▶ [Exercise requirements]: Whenever a picture appears, omit it, and set down everything else in the records exactly.

▶ [Data for processing]:
============

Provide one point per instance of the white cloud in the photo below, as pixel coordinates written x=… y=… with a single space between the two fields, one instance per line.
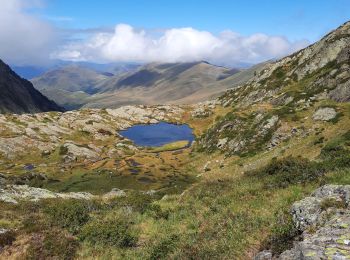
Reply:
x=24 y=39
x=28 y=39
x=176 y=45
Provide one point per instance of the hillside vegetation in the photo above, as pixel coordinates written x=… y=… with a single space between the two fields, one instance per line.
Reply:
x=260 y=148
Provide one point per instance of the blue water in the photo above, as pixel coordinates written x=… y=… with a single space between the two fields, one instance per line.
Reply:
x=158 y=134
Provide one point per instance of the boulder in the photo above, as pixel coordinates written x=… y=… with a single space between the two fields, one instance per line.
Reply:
x=324 y=114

============

▶ [Answer for this exercise]:
Provide one point per instance of the white cloud in the photo below, as pixel coordinates written x=… y=… with a single space between the two fields, one instance per line.
Reply:
x=24 y=39
x=28 y=39
x=176 y=45
Provide one point per instance of the hillside vegetation in the photo above, as pixel coordinates written x=… y=… with a single space between the two fields, one instance per line.
Reply:
x=260 y=148
Provide one point per instance of the blue water in the photo above, as pixel coordinates written x=… y=… with a single space between the two fields, one instance per line.
Reply:
x=158 y=134
Provide one point per instance of the boulder in the photo above, as pixel coordinates written x=… y=… with a single space between the two fields, one instance per line.
Reply:
x=324 y=114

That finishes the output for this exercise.